# [Work required]
Write out again only the lines running from the one that contains "For every instance of the large" to the end of the records below, including both the first and the last.

# [Input material]
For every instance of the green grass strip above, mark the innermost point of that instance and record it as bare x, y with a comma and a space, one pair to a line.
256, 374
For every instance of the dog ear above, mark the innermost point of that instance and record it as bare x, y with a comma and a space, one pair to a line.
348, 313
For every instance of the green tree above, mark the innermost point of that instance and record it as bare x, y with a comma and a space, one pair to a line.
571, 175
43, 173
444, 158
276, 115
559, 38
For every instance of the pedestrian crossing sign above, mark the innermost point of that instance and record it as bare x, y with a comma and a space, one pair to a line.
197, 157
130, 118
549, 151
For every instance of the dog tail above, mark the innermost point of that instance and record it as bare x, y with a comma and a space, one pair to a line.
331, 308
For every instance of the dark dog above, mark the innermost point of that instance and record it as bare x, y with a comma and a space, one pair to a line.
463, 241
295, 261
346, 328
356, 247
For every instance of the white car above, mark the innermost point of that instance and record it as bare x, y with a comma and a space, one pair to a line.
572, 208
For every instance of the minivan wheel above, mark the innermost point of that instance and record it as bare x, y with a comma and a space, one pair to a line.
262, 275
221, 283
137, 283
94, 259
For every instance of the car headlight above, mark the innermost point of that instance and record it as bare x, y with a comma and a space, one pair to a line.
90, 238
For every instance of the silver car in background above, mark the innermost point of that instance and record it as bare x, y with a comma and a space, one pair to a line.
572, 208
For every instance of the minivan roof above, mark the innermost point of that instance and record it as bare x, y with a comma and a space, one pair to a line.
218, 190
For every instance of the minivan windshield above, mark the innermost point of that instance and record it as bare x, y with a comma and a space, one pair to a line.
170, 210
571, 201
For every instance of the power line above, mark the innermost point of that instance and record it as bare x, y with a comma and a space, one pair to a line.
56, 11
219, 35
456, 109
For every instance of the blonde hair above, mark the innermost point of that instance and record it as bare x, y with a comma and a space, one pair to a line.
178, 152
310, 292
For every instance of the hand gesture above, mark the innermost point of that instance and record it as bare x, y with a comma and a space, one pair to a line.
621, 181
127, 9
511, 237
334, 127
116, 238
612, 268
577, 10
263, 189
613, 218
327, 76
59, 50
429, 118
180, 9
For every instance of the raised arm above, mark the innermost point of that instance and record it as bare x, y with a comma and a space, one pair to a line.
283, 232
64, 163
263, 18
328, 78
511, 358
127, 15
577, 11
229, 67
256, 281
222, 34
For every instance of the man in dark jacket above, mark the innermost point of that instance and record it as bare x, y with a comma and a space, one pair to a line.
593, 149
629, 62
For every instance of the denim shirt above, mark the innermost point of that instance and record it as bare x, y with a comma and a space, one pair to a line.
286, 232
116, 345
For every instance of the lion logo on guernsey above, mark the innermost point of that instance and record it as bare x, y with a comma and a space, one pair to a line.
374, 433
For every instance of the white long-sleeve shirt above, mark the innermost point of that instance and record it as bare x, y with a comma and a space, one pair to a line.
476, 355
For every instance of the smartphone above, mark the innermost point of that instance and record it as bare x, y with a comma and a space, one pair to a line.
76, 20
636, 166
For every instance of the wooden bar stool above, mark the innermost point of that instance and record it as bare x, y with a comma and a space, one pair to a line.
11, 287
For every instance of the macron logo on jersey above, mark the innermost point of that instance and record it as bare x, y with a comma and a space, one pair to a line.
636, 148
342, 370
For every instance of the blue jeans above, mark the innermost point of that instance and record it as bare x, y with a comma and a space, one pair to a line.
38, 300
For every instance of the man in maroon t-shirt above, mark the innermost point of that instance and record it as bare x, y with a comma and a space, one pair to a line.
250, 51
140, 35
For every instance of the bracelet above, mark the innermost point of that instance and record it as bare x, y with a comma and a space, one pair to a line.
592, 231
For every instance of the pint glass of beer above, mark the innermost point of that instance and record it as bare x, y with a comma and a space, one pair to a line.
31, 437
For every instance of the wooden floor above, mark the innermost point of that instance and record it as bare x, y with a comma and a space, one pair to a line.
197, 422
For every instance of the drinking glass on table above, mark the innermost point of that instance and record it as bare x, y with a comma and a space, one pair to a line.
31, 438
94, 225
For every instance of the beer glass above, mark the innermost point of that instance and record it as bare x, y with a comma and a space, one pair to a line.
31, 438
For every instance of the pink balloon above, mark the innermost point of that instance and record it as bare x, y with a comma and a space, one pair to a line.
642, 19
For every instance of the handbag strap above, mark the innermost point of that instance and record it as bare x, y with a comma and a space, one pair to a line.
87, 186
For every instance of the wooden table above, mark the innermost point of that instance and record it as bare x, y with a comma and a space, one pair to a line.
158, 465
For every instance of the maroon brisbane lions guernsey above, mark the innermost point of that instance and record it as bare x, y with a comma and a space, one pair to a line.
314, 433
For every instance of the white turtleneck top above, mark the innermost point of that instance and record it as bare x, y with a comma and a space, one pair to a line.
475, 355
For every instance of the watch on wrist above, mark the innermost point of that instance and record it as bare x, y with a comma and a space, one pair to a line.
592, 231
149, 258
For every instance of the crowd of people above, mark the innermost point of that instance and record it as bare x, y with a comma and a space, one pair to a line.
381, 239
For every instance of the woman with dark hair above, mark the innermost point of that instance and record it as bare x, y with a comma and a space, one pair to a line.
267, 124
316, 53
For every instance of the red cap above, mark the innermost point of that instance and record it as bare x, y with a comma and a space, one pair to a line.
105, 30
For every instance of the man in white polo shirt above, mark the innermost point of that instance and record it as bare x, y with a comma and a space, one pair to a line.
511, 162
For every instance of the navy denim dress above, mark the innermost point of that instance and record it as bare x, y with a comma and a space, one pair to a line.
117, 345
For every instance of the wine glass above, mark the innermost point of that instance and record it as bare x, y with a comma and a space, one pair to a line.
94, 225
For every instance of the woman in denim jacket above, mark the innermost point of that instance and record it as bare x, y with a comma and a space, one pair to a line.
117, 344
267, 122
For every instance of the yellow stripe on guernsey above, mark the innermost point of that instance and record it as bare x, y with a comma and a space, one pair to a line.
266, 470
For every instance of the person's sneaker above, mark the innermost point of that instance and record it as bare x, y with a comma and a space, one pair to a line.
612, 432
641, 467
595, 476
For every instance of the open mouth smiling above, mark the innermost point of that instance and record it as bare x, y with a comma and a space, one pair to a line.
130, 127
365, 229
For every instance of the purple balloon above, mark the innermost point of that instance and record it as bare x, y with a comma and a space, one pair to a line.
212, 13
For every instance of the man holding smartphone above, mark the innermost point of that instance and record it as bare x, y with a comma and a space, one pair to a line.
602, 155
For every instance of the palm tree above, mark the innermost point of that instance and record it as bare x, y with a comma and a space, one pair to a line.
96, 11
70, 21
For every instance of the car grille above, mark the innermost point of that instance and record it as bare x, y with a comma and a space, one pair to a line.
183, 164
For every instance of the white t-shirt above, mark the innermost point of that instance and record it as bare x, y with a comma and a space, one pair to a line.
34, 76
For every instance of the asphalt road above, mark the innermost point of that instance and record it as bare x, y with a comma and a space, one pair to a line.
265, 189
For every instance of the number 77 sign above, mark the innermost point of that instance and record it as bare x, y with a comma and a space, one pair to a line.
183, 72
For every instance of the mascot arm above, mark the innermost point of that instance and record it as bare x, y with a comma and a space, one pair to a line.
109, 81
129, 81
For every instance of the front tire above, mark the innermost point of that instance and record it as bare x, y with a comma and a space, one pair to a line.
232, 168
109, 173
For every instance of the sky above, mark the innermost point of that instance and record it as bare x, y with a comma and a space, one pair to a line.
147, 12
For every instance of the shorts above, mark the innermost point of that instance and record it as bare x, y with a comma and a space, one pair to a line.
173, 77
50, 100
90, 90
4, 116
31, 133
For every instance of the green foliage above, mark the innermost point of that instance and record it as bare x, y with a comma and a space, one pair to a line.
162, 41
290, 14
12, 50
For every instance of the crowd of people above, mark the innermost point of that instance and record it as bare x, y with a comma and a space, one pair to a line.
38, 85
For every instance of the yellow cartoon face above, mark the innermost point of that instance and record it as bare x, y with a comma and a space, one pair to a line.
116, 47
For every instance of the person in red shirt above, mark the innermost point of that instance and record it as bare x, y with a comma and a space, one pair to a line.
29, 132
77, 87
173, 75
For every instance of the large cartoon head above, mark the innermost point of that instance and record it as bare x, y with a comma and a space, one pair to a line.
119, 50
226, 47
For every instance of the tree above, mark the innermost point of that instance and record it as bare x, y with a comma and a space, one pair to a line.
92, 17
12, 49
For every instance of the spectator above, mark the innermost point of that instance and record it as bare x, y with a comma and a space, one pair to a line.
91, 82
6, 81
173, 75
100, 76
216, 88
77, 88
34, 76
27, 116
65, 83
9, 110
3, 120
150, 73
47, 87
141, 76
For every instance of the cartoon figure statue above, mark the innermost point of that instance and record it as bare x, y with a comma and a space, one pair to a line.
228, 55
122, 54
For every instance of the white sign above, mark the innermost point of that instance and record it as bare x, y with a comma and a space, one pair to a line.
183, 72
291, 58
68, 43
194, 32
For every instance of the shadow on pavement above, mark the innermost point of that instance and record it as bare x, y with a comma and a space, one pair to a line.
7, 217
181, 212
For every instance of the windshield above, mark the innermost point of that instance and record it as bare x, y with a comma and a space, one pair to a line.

# [Answer to this task]
For every instance of the large cartoon head above, mark the innermost point of that instance and record it as bare x, y with a comma and a space, one pair to a line.
119, 50
226, 47
For every instance of the tree above, mark the innermost point of that instance and record it as bare x, y with a comma and a space, one pair to a line.
92, 17
12, 49
For every instance of the spectator above, mark the innermost point of that instance and record it as bare x, y with a comma and a space, one pair to a line.
91, 82
6, 81
173, 75
100, 76
216, 88
77, 88
34, 76
27, 116
65, 83
9, 110
3, 120
150, 73
47, 87
141, 76
For every instance of the cartoon figure statue above, mark the innermost point of that instance and record it as bare x, y with a comma and a space, one pair to a line.
228, 55
122, 54
For every instance of the white sign above, mark the innermost point of that instance and record it as bare x, y with a comma and a space, one pair to a line.
183, 72
291, 58
68, 43
194, 32
For every instance of the shadow on pavement above, mark the innermost point of that instance and record it as bare x, y with a comma and a space, one pair to a line.
7, 217
181, 212
For every instance of the windshield above, mark the innermost point of that instance and record it as bare x, y with a comma and a space, one pair to a line.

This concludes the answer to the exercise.